PROBLEM TO WORK ON -
Every line below should come back exactly as written, though the pictures stay out.

RECORDED DATA -
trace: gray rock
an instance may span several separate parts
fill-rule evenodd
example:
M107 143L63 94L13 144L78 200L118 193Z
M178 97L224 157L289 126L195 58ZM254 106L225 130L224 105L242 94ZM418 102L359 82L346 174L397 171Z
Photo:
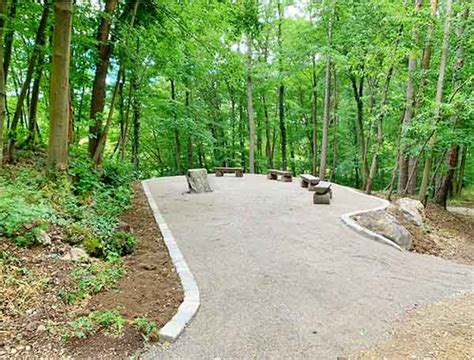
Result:
M395 202L395 205L407 220L414 222L418 226L423 225L425 208L420 201L410 198L401 198Z
M66 260L66 261L81 261L81 260L89 261L90 257L86 253L85 250L83 250L81 248L78 248L78 247L73 247L61 259Z
M189 192L204 193L211 192L211 186L207 181L206 169L189 169L186 173L186 180L188 181Z
M361 226L392 240L403 249L410 250L412 247L412 238L408 230L383 210L356 215L354 220Z
M44 230L41 230L38 234L38 240L43 245L51 245L51 236Z

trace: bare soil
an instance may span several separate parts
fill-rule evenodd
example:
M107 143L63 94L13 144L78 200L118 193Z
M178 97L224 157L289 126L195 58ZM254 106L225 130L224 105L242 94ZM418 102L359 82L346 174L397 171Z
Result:
M462 264L474 265L474 218L453 213L432 203L425 208L425 225L420 227L394 207L389 212L413 237L413 250L440 256Z
M146 317L161 327L176 313L183 298L179 277L139 183L134 190L133 205L122 217L138 239L135 252L123 258L126 273L114 289L77 305L66 305L58 296L73 284L75 264L60 260L68 245L53 236L50 247L24 249L0 238L0 253L12 259L0 268L0 358L127 358L146 347L130 325L133 319ZM127 320L123 335L100 330L85 339L62 339L61 326L106 309L118 309Z

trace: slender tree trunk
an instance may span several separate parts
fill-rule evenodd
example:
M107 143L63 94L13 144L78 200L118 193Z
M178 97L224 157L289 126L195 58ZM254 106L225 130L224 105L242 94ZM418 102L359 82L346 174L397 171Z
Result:
M268 115L267 99L265 93L262 95L262 107L265 117L265 154L267 155L268 168L273 168L272 135L270 127L270 118Z
M334 68L334 109L333 109L333 133L332 133L332 165L329 181L336 178L336 156L337 156L337 122L338 122L338 106L339 106L339 90L336 78L336 69Z
M461 21L460 25L457 28L456 35L459 41L459 46L457 49L457 60L454 64L454 70L453 70L453 89L456 89L459 87L459 71L463 67L465 63L465 56L464 56L464 46L462 44L462 37L464 34L464 23L467 21L469 12L468 8L464 9L462 12L461 16ZM457 115L453 115L451 117L451 127L452 129L455 128L457 122ZM449 191L452 188L453 184L453 179L454 179L454 174L456 172L456 167L458 164L458 154L459 154L459 145L454 145L448 150L448 156L447 156L447 171L441 178L441 185L436 191L435 195L435 202L444 208L446 208L446 203L448 201L448 194Z
M395 55L394 55L395 56ZM385 80L385 85L382 93L382 101L380 105L380 113L377 117L377 143L375 145L374 154L372 156L372 164L370 166L370 173L367 179L367 188L365 192L370 195L372 192L372 187L374 185L374 178L377 171L377 159L380 154L380 150L383 144L383 119L385 116L385 109L387 107L387 99L388 99L388 90L390 88L390 80L392 79L393 74L393 64L390 66L388 70L387 78Z
M366 181L368 177L368 164L367 164L367 150L366 150L366 139L364 135L364 102L362 97L364 95L364 78L361 77L359 84L355 75L350 76L352 90L354 92L354 99L357 105L357 121L356 121L356 136L358 135L359 146L361 149L362 157L362 189L365 190Z
M173 79L170 79L170 94L171 94L171 111L174 119L174 140L175 140L175 152L174 160L176 166L176 173L181 174L181 138L178 129L178 119L176 116L176 89Z
M90 112L90 118L94 121L94 124L89 127L89 154L91 157L93 157L96 152L97 143L102 132L102 113L105 104L107 72L110 55L112 53L109 35L112 17L117 3L118 0L106 0L104 13L97 32L97 62L95 65L94 82L92 84Z
M140 169L140 104L137 97L138 81L136 76L132 79L132 87L134 94L132 100L132 164L135 172L138 172Z
M0 60L3 59L3 33L7 15L8 1L0 1ZM0 66L0 168L3 167L3 127L6 115L6 97L4 67Z
M188 112L188 117L191 117L191 90L189 89L189 82L186 85L185 105ZM188 169L193 167L193 137L191 132L188 134Z
M31 90L31 103L28 119L28 137L26 138L26 143L30 146L36 142L36 128L38 127L36 117L38 113L38 99L40 93L41 77L43 75L43 63L44 57L42 54L40 54L40 57L38 59L38 66L36 67L35 78L33 80L33 89Z
M422 0L415 0L415 13L420 11ZM417 67L417 43L418 43L418 27L415 25L413 28L413 46L408 57L408 80L405 96L405 115L403 117L403 127L406 129L410 126L410 122L413 118L414 106L415 106L415 72ZM404 131L402 131L404 134ZM410 156L406 154L408 148L404 146L402 150L402 156L400 157L400 175L398 177L398 192L401 193L407 186L409 169L413 166L410 163ZM411 166L410 166L411 165ZM416 183L416 180L415 180Z
M288 166L288 161L286 159L286 125L285 125L285 85L283 84L283 40L282 40L282 31L281 25L283 21L283 9L281 1L278 0L278 68L279 68L279 77L280 84L278 86L278 117L280 123L280 145L281 145L281 168L286 170Z
M48 171L64 171L68 164L69 64L72 0L56 0L51 64Z
M313 159L312 159L312 173L314 176L317 174L317 163L318 163L318 88L316 79L316 56L311 56L311 120L313 123Z
M13 159L13 153L15 150L16 137L17 137L16 131L18 127L18 122L20 121L20 118L22 115L23 104L27 96L27 93L30 89L30 83L33 77L36 62L38 58L41 56L41 48L45 44L45 30L46 30L46 25L48 24L48 16L49 16L49 4L45 3L43 7L43 13L41 15L41 20L38 26L38 30L36 32L35 45L33 48L33 52L28 61L28 69L26 70L26 78L21 87L21 91L16 103L15 114L13 115L10 129L8 131L8 146L7 146L7 160L8 161L11 161Z
M456 181L456 192L454 196L461 195L462 188L464 187L464 169L466 168L467 159L467 145L462 147L461 164L459 165L459 173Z
M8 0L4 0L5 4L8 4ZM16 6L18 0L12 0L10 3L10 9L8 11L8 19L9 21L13 21L16 17ZM13 48L13 36L14 36L14 28L8 30L5 35L5 52L3 59L3 71L5 76L5 84L7 83L8 79L8 68L10 67L10 60L12 56L12 48ZM0 59L1 60L1 59Z
M239 145L240 145L240 166L245 170L245 148L244 148L244 108L242 100L239 101Z
M247 36L247 115L249 121L249 172L255 173L255 120L253 112L252 36Z
M331 22L329 20L328 38L329 44L331 43ZM319 167L319 178L324 180L326 177L326 160L327 160L327 148L328 148L328 128L329 128L329 115L331 108L331 57L328 55L326 60L326 80L324 84L324 110L323 110L323 137L321 140L321 163Z
M438 85L436 87L436 99L435 99L435 108L433 111L434 115L434 124L438 122L438 119L441 117L441 102L443 100L443 88L444 88L444 78L446 75L446 63L448 60L448 51L449 51L449 33L451 30L451 5L452 0L446 0L446 19L444 23L444 35L443 35L443 46L441 50L441 60L439 65L439 76L438 76ZM432 136L429 143L428 155L425 159L425 166L423 169L423 178L421 180L420 187L420 200L426 203L426 193L428 189L428 181L430 177L431 164L433 161L433 147L435 144L435 136Z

TASK RESULT -
trace: gray rock
an instance may span several separate parts
fill-rule evenodd
example:
M107 143L63 94L13 144L78 200L118 193Z
M178 97L224 157L289 126L195 58ZM254 106L225 130L224 105L242 94ZM418 102L359 82L346 174L397 171Z
Photo:
Result:
M395 202L395 205L407 220L414 222L418 226L423 225L425 208L420 201L410 198L401 198Z
M66 260L66 261L81 261L81 260L89 261L90 257L86 253L85 250L83 250L81 248L78 248L78 247L73 247L61 259Z
M189 192L204 193L211 192L211 186L207 181L206 169L189 169L186 173L186 180L188 181Z
M361 226L392 240L403 249L410 250L412 247L412 238L408 230L383 210L356 215L354 220Z
M44 230L41 230L38 234L38 240L43 245L51 245L51 236Z

trace: bare soil
an instance may span several separate parts
fill-rule evenodd
example:
M107 143L63 94L13 144L78 200L118 193Z
M178 97L224 157L289 126L195 58ZM254 106L225 130L224 105L242 94ZM418 102L359 82L346 174L397 171Z
Result:
M462 264L474 265L474 218L453 213L432 203L425 208L425 225L420 227L394 207L389 212L413 237L413 250L440 256Z
M146 317L161 327L176 313L183 298L179 277L139 183L134 190L133 205L122 217L138 239L135 252L123 258L126 273L114 289L77 305L66 305L58 296L73 284L75 264L60 260L68 245L53 236L50 247L24 249L0 238L0 253L12 259L0 268L0 358L127 358L146 347L130 325L133 319ZM127 320L123 335L100 330L85 339L62 339L61 326L106 309L118 309Z

trace: slender tree trunk
an instance may span several separate parts
fill-rule evenodd
example:
M107 143L63 94L13 144L78 200L118 193Z
M178 97L224 157L289 126L195 58ZM254 106L225 130L224 105L242 94ZM418 102L359 82L346 174L397 171Z
Result:
M268 115L267 99L265 93L262 95L262 107L265 117L265 154L267 155L268 168L273 168L272 135L270 127L270 118Z
M334 68L334 109L333 109L333 133L332 133L332 165L329 181L336 178L336 156L337 156L337 122L338 122L338 106L339 106L339 90L336 78L336 69Z
M461 21L460 25L457 28L456 35L459 41L459 46L457 49L457 60L454 64L454 70L453 70L453 89L456 89L459 87L459 71L463 67L465 63L465 56L464 56L464 46L462 44L462 37L464 34L464 23L467 21L469 12L468 8L464 9L462 12L461 16ZM457 115L453 115L451 117L451 127L452 129L455 128L457 122ZM449 191L452 188L453 184L453 179L454 179L454 174L456 172L456 167L458 164L458 154L459 154L459 145L454 145L448 150L448 156L447 156L447 171L441 178L441 185L436 191L435 195L435 202L444 208L446 208L446 203L448 201L448 194Z
M395 55L394 55L395 56ZM385 80L385 85L382 93L382 101L380 105L380 113L377 117L377 143L375 145L374 154L372 156L372 164L370 166L370 173L367 179L367 188L365 192L370 195L372 192L372 187L374 185L374 178L377 171L377 159L380 154L380 150L383 144L383 119L385 116L385 109L387 107L387 99L388 99L388 90L390 88L390 80L392 79L393 74L393 64L390 66L388 70L387 78Z
M366 181L368 177L368 164L367 164L367 150L366 150L366 139L364 135L364 102L362 97L364 95L364 78L361 77L359 84L355 75L350 76L352 90L354 92L354 99L357 105L357 121L356 121L356 136L358 135L359 146L361 149L362 157L362 189L365 190Z
M173 79L170 79L170 94L171 94L171 111L174 119L174 140L175 140L175 152L174 160L176 166L176 173L181 174L181 138L178 129L178 119L176 116L176 89Z
M90 112L90 118L94 121L94 124L89 127L89 154L91 157L93 157L96 152L97 143L102 132L102 113L105 104L107 72L110 55L112 53L109 35L112 17L117 3L118 0L106 0L104 13L97 32L97 62L95 65L94 82L92 84Z
M140 169L140 104L137 97L138 81L136 76L132 79L132 87L134 94L132 100L132 164L135 172L138 172Z
M0 60L3 59L3 33L7 15L8 1L0 1ZM0 66L0 168L3 167L3 127L6 115L6 97L4 67Z
M188 112L188 117L191 117L191 90L189 89L189 82L186 85L185 105ZM188 169L193 167L193 137L191 132L188 134Z
M31 90L31 103L28 119L28 137L26 138L26 143L30 146L36 142L36 128L38 127L36 117L38 113L38 99L40 93L41 77L43 75L43 63L44 57L42 54L40 54L40 57L38 59L38 66L36 67L35 78L33 80L33 89Z
M422 0L415 0L415 13L420 11ZM417 67L417 43L418 43L418 27L415 25L413 28L413 46L408 57L408 80L405 96L405 115L403 117L403 127L406 129L410 126L410 122L413 118L414 106L415 106L415 72ZM404 131L402 131L404 134ZM410 156L406 154L408 148L404 146L402 150L402 156L400 157L400 175L398 177L398 192L401 193L407 186L409 169L413 166L410 163ZM411 166L410 166L411 165ZM416 183L416 180L415 180Z
M288 166L288 161L286 159L286 125L285 125L285 85L283 84L283 40L282 40L282 31L281 25L283 21L283 9L281 1L278 0L278 68L279 68L279 77L280 84L278 86L278 117L280 123L280 145L281 145L281 168L286 170Z
M48 171L64 171L68 164L69 64L72 0L56 0L51 64Z
M313 159L312 159L312 173L314 176L317 174L317 163L318 163L318 88L316 79L316 56L311 56L311 120L313 123Z
M13 159L13 153L15 150L16 137L17 137L16 131L18 127L18 122L20 121L20 118L22 115L23 104L27 96L27 93L30 89L30 83L33 77L36 62L38 58L41 56L41 48L45 44L45 30L46 30L46 25L48 24L48 16L49 16L49 4L45 3L43 7L43 13L41 15L41 20L38 26L38 30L36 32L35 45L33 48L33 52L28 61L28 69L26 70L26 78L21 87L21 91L16 103L15 114L13 115L10 129L8 131L8 146L7 146L7 160L8 161L11 161Z
M456 181L456 192L454 196L461 195L462 188L464 187L464 169L466 168L467 159L467 145L462 147L461 164L459 165L459 173Z
M8 0L4 0L5 4L8 4ZM16 6L18 0L12 0L10 3L10 9L8 11L8 19L9 21L13 21L16 17ZM13 48L13 36L14 36L14 28L8 30L5 35L5 52L3 59L3 71L5 76L5 84L7 83L8 79L8 68L10 67L10 60L12 56L12 48ZM0 59L1 60L1 59Z
M239 145L240 145L240 166L245 170L245 148L244 148L244 108L242 100L239 101Z
M247 36L247 115L249 121L249 172L255 173L255 120L253 112L252 36Z
M331 22L329 20L328 38L329 44L331 43ZM319 167L319 178L324 180L326 177L326 160L327 160L327 148L328 148L328 128L329 128L329 115L331 108L331 57L328 55L326 60L326 80L324 84L324 110L323 110L323 137L321 140L321 163Z
M438 85L436 87L436 99L435 99L435 108L433 111L434 115L434 124L438 122L438 119L441 117L441 102L443 100L443 88L444 88L444 78L446 75L446 63L448 60L448 51L449 51L449 33L451 30L451 5L452 0L446 0L446 19L444 23L444 35L443 35L443 46L441 50L441 60L439 65L439 76L438 76ZM432 136L429 143L428 155L425 159L425 166L423 169L423 178L421 180L420 187L420 200L426 203L426 193L428 189L428 181L430 177L431 164L433 161L433 147L435 144L435 136Z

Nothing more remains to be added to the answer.